Questions to answer:
a. In the amyloid hypothesis passage, what did Schrag reveal about Lesné?
b. Please rewrite the amyloid hypothesis passage from "So when Schrag" up to and including "be more far-reaching.", replacing "underwhelming" with "modest".
(Text segment begins)
So when Schrag revealed compelling evidence that Lesné had falsified data images in the 2006 paper and in several of his subsequent publications on Aꞵ*56, the revelation certainly wasn’t the first blow to the amyloid hypothesis. The potentially gross misrepresentation of results on Aꞵ*56 simply weakened the argument in favor of a theory which many experts agreed was already critically flawed or incomplete. Still, Schrag’s findings also don’t disprove the amyloid hypothesis, nor do they bolster evidence for any alternative theories. The upshot? In terms of experts’ beliefs about AD pathogenesis, the overall effect of these fraud allegations is actually fairly small. But although the impact on scientific opinions might be underwhelming, the impact on opinions about research practices and culture might prove to be more far-reaching.

The Cost of a Flawed System

High-profile fraud cases have a way of calling attention to larger, systematic problems in the execution and communication of biomedical research. Following publication of Lesné’s results, interest in and funding for amyloid-related AD research projects surged. The recent news that these results are allegedly fraudulent has thus elicited widespread concern and regret that years of work and billions of dollars in NIH funds might have been wasted or would have been better shared with research into other hypotheses. The race to develop drugs against amyloid may have come at the cost of earlier breakthroughs in identifying how inflammation or microglial activation might contribute to AD pathology. But this raises the question: why were so many eggs put in the proverbial amyloid basket in the first place?
(Text segment ends)
(Dataset records begins)
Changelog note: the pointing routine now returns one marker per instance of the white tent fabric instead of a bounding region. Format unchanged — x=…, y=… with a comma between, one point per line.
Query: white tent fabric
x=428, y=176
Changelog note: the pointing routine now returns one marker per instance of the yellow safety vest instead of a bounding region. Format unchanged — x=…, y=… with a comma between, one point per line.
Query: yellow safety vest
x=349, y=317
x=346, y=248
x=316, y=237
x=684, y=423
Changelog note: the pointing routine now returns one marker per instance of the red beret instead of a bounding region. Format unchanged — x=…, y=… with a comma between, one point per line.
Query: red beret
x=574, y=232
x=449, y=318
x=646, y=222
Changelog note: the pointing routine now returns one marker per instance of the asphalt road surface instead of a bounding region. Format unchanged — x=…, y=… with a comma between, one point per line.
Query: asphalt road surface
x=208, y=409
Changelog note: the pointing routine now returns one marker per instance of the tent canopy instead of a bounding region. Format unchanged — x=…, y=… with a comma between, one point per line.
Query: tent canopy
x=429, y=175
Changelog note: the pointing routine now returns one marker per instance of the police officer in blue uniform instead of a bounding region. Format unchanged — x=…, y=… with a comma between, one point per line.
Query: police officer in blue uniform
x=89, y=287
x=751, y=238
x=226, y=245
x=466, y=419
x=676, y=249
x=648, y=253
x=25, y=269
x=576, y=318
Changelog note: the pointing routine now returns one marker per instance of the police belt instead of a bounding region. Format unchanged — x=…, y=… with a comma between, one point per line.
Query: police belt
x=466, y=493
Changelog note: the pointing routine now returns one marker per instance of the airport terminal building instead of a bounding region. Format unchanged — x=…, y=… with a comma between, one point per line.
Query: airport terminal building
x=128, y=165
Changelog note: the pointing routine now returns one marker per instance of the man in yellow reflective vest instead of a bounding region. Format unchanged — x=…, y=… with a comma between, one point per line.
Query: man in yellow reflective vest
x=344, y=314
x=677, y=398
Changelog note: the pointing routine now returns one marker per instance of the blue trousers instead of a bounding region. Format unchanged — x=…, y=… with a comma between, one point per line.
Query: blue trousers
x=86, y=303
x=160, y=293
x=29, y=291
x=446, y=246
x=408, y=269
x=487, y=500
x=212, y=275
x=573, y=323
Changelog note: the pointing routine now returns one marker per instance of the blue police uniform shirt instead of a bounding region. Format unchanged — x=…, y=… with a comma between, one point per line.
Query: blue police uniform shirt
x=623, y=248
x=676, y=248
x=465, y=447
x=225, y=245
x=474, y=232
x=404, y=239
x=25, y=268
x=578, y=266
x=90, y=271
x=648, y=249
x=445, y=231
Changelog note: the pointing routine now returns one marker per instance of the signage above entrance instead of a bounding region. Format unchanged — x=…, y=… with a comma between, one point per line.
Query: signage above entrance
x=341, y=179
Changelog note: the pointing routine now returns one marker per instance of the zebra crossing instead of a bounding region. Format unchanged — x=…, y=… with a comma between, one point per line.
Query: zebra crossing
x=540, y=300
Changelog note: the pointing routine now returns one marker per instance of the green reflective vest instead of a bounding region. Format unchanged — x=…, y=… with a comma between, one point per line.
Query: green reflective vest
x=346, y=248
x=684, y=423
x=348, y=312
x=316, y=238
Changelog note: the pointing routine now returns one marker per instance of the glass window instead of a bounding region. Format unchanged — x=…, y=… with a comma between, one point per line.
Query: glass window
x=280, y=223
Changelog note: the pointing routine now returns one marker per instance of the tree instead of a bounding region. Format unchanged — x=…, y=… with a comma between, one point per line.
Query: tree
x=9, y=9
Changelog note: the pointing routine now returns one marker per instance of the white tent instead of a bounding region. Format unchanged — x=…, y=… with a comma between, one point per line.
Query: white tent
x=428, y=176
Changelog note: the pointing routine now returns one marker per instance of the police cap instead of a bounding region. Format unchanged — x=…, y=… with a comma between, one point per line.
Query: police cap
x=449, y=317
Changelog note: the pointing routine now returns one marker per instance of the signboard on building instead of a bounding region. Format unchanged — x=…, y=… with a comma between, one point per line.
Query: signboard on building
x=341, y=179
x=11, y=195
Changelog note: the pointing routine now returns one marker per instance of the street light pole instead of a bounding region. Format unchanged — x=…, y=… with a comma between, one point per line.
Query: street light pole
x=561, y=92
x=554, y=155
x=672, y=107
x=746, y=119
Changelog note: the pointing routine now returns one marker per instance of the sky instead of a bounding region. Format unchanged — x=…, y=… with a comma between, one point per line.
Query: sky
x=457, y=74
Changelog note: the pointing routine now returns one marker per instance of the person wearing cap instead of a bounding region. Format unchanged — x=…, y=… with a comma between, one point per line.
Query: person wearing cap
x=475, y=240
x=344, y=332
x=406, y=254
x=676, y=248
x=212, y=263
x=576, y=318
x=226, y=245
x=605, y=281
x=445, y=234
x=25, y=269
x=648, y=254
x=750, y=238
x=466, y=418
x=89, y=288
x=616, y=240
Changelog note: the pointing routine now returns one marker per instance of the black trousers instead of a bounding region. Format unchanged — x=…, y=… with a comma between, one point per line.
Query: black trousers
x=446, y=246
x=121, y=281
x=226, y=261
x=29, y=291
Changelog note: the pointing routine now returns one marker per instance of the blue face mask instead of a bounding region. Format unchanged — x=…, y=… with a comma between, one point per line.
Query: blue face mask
(Dataset records ends)
Solutions for each task:
a. Schrag revealed compelling evidence that Lesné had falsified data images in the 2006 paper and in several of his subsequent publications on Aꞵ*56.

b.
So when Schrag revealed compelling evidence that Lesné had falsified data images in the 2006 paper and in several of his subsequent publications on Aꞵ*56, the revelation certainly wasn’t the first blow to the amyloid hypothesis. The potentially gross misrepresentation of results on Aꞵ*56 simply weakened the argument in favor of a theory which many experts agreed was already critically flawed or incomplete. Still, Schrag’s findings also don’t disprove the amyloid hypothesis, nor do they bolster evidence for any alternative theories. The upshot? In terms of experts’ beliefs about AD pathogenesis, the overall effect of these fraud allegations is actually fairly small. But although the impact on scientific opinions might be modest, the impact on opinions about research practices and culture might prove to be more far-reaching.